→ **Problem to solve**:
Please print out every line of the material, unchanged.

******************************

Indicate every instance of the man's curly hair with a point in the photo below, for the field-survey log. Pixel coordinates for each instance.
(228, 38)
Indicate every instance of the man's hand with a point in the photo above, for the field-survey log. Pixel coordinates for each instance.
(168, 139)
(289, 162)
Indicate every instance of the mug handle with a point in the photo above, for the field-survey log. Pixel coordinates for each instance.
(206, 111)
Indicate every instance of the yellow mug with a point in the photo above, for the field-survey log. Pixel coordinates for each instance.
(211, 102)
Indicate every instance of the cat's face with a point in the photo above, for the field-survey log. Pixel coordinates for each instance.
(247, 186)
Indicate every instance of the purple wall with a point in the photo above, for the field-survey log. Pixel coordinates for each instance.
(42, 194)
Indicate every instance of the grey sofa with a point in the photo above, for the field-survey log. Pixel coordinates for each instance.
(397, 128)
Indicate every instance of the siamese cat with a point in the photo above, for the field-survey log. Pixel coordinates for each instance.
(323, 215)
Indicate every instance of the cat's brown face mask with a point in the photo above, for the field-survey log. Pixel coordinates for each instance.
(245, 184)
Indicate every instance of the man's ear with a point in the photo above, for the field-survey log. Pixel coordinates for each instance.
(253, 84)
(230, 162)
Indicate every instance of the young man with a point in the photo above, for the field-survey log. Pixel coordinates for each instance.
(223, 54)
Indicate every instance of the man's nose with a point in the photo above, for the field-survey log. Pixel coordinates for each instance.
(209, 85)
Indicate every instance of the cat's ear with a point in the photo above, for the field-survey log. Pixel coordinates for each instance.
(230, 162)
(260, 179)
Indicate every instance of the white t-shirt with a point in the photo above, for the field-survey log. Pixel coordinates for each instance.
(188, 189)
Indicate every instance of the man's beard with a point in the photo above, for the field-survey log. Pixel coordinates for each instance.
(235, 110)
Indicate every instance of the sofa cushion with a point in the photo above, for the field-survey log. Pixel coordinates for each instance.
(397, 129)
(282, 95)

******************************

→ **Written answer**:
Indicate every instance of the man's curly hair with a point in the photo below, for the field-survey log. Pixel coordinates for each instance.
(228, 38)
Indicate every instance of the man's hand with a point in the photo above, for the field-survey log. Pixel coordinates for each instance.
(168, 139)
(289, 162)
Indicate every instance of the mug handle with a point in the photo above, for the field-survey log. Pixel coordinates for each instance.
(206, 111)
Indicate every instance of the yellow mug with a point in the photo above, for the field-survey log. Pixel coordinates for each instance.
(211, 102)
Indicate every instance of the cat's face with a point in the photo above, for the field-survey log. Pixel coordinates for each instance.
(247, 186)
Indicate every instance of the purple wall with a point in the photo above, for the field-survey log. Pixel coordinates for each instance.
(42, 194)
Indicate every instance of the grey sofa with a point in the photo above, for the field-survey log. Pixel coordinates for each instance.
(397, 128)
Indicate every instance of the siamese cat with a point in the photo above, for the field-survey log. Pixel coordinates for each instance.
(323, 215)
Indicate every instance of the cat's brown face mask with a point in the photo above, for the field-survey log. Pixel coordinates for each instance.
(245, 184)
Indicate every instance of the man's ear with a point in the photo above, for the field-survey log. Pixel coordinates for each instance.
(253, 84)
(230, 162)
Indicate every instance of the young man with a point in the photo above, for the field-survey log. Pixel coordinates for each instance.
(223, 54)
Indicate every instance of the man's nose with a point in the photo above, for the field-survey log. Pixel coordinates for each instance.
(209, 85)
Indicate every instance of the cat's ear with a point in the photo above, for the field-survey log. Pixel coordinates for each instance.
(230, 162)
(260, 179)
Indicate every instance of the white t-shirt with a point in the photo above, for the field-survey log. Pixel coordinates for each instance.
(188, 189)
Indicate every instance of the man's beard with a point in the photo above, for the field-survey log. Pixel coordinates for each instance.
(235, 110)
Indicate every instance of the sofa cushion with a point in the photo above, for the field-survey log. Pixel coordinates for each instance.
(397, 129)
(282, 95)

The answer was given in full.